De Unie van Waterschappen heeft een enquête uitgezet onder alle 21 waterschappen.
Hieruit blijkt dat de aanbestedingskalender voor baggeren weer voor 95% is gevuld.
Met betrekking tot het grondverzet is het lastiger een concreet beeld te schetsen
omdat er nog veel onderzoeken lopen. De waterschappen geven aan dat de bovengenoemde
kostenstijging voor zowel baggeren als grondverzet tot gevolg kan hebben dat uiteindelijk
mogelijk minder werk kan worden verricht. Ik blijf in gesprek met de waterschappen
over het verloop hiervan gedurende het jaar.
Beeld RWS en ProRail
Op 20 november 2019 heeft de Minister van Infrastructuur en Waterstaat u met een brief
geïnformeerd over de gevolgen van PFAS voor de IenW-projecten die door Rijkswaterstaat (RWS) en ProRail worden uitgevoerd.4 Destijds was het beeld dat bij 11 van de geïnventariseerde projecten sprake was van
significante gevolgen met een effect op de planning en/of financiën. Door het geactualiseerd
tijdelijk handelingskader is het merendeel van de projecten weer op ganggekomen. Er
resteren nog enkele knelpunten waarvoor het geactualiseerde tijdelijk handelingskader
op dit moment geen oplossingsrichting biedt. Voor deze knelpunten wordt actief naar
oplossingen gezocht. Ik blijf nauwlettend in de gaten houden of nog af te ronden bodemonderzoeken
bij projecten tot nieuwe knelpunten leiden.
Ook met ProRail is contact over de gevolgen van PFAS voor projecten. Uit nadere onderzoeken
van ProRail is inmiddels duidelijk dat het overgrote deel van de projecten geen hinder
zal ondervinden van PFAS. Voor nieuwe projecten is het proces nu goed ingeregeld op
basis van het nu geldende tijdelijke handelingskader. Op 28 januari 2020 is uitvoering
gegeven aan de motie van de heer Van Aalst (Kamerstuk 29 984, nr. 873). Hij verzocht de regering, om met ProRail in overleg te treden over de opslag van
grond met een hogere PFAS-norm dan 0,8 microgram. Bij de regionale werkconferenties
is opslag van grond ook een onderwerp van gesprek. Met ProRail worden hier ook gesprekken
over gevoerd.

------------------------------------------------------------

OPDRACHT 1: Haal uit de records hieronder elke regel waarin het woord "rail" voorkomt.

AANGELEVERDE RECORDS:
------------------------------------------------------------

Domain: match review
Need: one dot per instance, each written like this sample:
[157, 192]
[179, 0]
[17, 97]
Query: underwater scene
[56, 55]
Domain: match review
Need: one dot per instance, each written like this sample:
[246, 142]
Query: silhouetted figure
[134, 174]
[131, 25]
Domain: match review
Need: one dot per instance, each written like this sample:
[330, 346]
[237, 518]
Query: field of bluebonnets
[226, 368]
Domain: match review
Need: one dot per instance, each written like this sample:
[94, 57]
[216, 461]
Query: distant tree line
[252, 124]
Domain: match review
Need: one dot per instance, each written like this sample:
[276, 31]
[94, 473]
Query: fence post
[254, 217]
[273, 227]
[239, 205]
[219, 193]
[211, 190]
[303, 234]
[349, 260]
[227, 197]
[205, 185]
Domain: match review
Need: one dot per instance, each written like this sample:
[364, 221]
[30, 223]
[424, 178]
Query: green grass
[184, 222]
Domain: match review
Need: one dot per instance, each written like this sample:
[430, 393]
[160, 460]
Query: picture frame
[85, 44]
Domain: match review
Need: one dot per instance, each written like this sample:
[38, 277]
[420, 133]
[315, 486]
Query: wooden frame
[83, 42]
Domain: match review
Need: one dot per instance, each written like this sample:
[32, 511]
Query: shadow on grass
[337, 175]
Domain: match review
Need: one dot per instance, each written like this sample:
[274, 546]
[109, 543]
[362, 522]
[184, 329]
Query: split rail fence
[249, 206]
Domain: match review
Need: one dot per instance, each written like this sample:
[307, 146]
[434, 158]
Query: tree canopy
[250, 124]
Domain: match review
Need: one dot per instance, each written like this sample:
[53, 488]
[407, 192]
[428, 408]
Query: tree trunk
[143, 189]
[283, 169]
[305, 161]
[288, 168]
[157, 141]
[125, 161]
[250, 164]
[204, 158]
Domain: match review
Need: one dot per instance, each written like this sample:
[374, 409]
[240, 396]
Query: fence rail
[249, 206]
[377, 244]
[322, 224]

------------------------------------------------------------

OPDRACHT 2: Herhaal letterlijk het deel van de tekst over PFAS van "De Unie van" tot en met "95% is gevuld.".

UITGEWERKT ANTWOORD 1:
Query: split rail fence
Query: fence rail

UITGEWERKT ANTWOORD 2:
De Unie van Waterschappen heeft een enquête uitgezet onder alle 21 waterschappen.
Hieruit blijkt dat de aanbestedingskalender voor baggeren weer voor 95% is gevuld.